**Passage given:**
A new wave of consolidation has struck the defined contribution industry, as bundled providers gracefully attempt to get their record-keeping businesses off their books while continuing to manage the assets of their bundled clients.
Joint ventures and alliances, created to allow the bundled provider to retain control over plan assets, are no longer necessary, consultants say. Instead, bundled providers are selling their record-keeping businesses in exchange for a piece of the action. Here is a sample of recent deals:
c After months of rumors, Deutsche Asset Management, New York, in April sold the $11 billion record-keeping business of Scudder Retirement Services to Automatic Data Processing Inc., Roseland, N.J., in exchange for an undisclosed interest in future bundled defined contribution and total outsourcing business. That model may be duplicated by other bundled providers.

**Data in this exercise:**
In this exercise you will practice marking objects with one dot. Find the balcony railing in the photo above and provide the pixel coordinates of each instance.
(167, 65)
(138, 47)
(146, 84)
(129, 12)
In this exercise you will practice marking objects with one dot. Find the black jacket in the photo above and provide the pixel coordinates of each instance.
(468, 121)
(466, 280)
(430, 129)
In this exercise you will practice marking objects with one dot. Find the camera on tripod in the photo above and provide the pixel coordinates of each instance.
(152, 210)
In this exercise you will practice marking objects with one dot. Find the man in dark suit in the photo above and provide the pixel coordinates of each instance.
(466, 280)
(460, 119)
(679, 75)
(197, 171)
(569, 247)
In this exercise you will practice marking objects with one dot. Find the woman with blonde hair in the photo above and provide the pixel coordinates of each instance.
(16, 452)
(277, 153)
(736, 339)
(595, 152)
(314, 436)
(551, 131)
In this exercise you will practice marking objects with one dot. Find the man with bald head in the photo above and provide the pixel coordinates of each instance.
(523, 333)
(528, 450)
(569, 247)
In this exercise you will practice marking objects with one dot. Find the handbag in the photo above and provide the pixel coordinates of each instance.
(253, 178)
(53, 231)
...
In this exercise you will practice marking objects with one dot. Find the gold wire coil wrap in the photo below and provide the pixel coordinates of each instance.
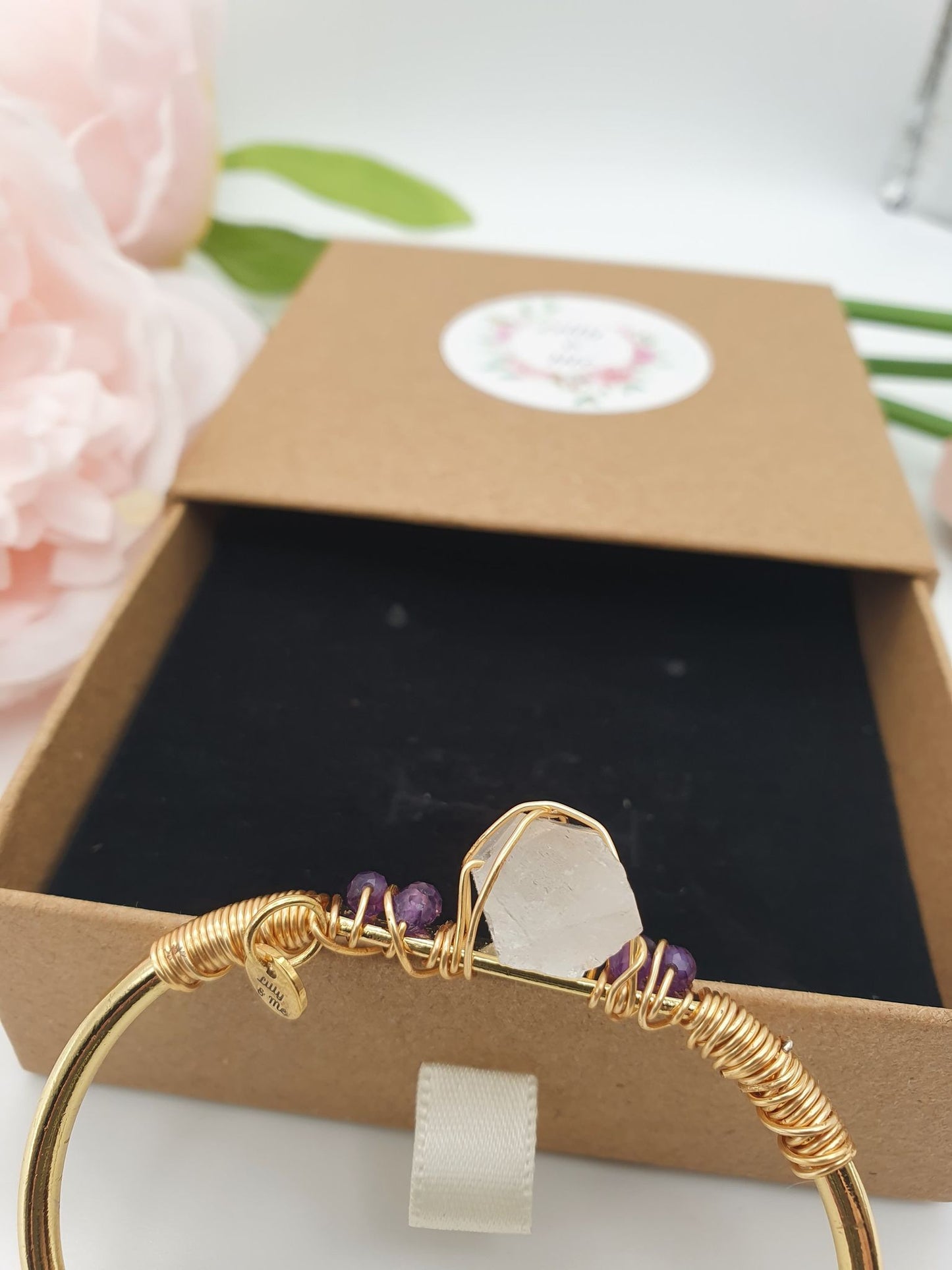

**Task list:**
1. Return the part of the passage on record-keeping consolidation starting at "A new wave of" and ending at "their bundled clients.", copied word for word.
2. Locate every line in the records that contains the word "woman" and copy each of those lines in full.

**Task-by-task outputs:**
1.
A new wave of consolidation has struck the defined contribution industry, as bundled providers gracefully attempt to get their record-keeping businesses off their books while continuing to manage the assets of their bundled clients.

2.
In this exercise you will practice marking objects with one dot. Find the woman with blonde hair in the photo above and provide the pixel coordinates of each instance.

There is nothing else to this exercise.